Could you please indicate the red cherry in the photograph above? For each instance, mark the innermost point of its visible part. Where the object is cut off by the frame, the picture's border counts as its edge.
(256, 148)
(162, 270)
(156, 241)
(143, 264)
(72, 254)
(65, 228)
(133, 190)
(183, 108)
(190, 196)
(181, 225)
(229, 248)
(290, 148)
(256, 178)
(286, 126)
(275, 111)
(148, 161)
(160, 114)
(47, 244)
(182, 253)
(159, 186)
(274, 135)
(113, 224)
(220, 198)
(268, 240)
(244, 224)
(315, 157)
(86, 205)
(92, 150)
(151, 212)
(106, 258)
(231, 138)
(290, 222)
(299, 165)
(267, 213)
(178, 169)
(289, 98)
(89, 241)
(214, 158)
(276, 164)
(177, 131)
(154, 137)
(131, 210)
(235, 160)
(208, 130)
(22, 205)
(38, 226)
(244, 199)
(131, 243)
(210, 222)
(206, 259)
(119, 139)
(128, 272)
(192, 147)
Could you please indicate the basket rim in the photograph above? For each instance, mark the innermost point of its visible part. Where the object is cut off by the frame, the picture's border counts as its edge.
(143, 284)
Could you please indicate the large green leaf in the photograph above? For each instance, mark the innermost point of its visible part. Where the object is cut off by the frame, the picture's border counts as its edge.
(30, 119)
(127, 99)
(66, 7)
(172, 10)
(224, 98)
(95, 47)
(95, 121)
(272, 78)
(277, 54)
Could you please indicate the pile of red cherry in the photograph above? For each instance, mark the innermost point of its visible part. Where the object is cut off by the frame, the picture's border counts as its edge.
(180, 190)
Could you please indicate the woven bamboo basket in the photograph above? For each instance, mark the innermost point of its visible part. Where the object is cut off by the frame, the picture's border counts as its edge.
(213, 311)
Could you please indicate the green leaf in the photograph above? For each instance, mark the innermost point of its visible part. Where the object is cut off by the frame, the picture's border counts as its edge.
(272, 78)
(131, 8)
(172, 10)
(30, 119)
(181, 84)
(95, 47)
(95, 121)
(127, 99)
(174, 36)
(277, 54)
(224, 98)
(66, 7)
+ + + +
An identical copy of the entries above is the expected result.

## [Answer box]
Could you please indicate the red cherry in the photograph above? For each instance, mark the innermost point of its visible part. Where the object is cut off by the frame, the picture's border counts as its edge.
(256, 148)
(162, 270)
(156, 241)
(143, 264)
(72, 254)
(65, 228)
(133, 190)
(183, 108)
(190, 196)
(181, 225)
(229, 248)
(290, 148)
(256, 178)
(286, 126)
(275, 111)
(148, 161)
(160, 114)
(47, 244)
(182, 253)
(159, 186)
(274, 135)
(113, 224)
(220, 198)
(268, 240)
(244, 224)
(315, 157)
(86, 205)
(92, 150)
(151, 212)
(106, 258)
(231, 138)
(290, 222)
(299, 165)
(267, 213)
(178, 169)
(289, 98)
(89, 241)
(214, 158)
(276, 164)
(177, 131)
(154, 137)
(131, 210)
(235, 160)
(208, 130)
(22, 205)
(38, 226)
(244, 199)
(131, 243)
(210, 222)
(206, 259)
(119, 139)
(128, 272)
(192, 147)
Could you please indicate the basket rim in the photograph above? For each instance, mark the innermost point of its visible part. Where the object is cut off by the frame, the picture's border counts as its edge.
(143, 284)
Could you please indicate the large green leaf in the photograph above? For each instance, mark the innermost point of its visible part. Where the object is cut off by the frame, the picture's border counts as its edge.
(30, 119)
(127, 99)
(66, 7)
(172, 10)
(224, 98)
(95, 47)
(95, 121)
(272, 78)
(277, 54)
Could you please indicate the pile of red cherry in the photograph above? For each instance, mark the innermost point of its visible part. Where the object is cut off by the frame, the picture's border counts as its edge.
(180, 190)
Could you please indicate the woven bamboo basket in the photograph above? For each instance, mark the innermost point of its visible part. Where the object is cut off by the frame, the picture's border counts as its edge.
(213, 311)
Could you please indicate the green leaf in the photograph above? For each instance, mark the innermost point of its visible part. Where the object is cut off by the frame, the picture's border counts as its edge.
(272, 78)
(131, 8)
(172, 10)
(30, 119)
(181, 84)
(95, 47)
(95, 121)
(127, 99)
(174, 36)
(277, 54)
(224, 98)
(66, 7)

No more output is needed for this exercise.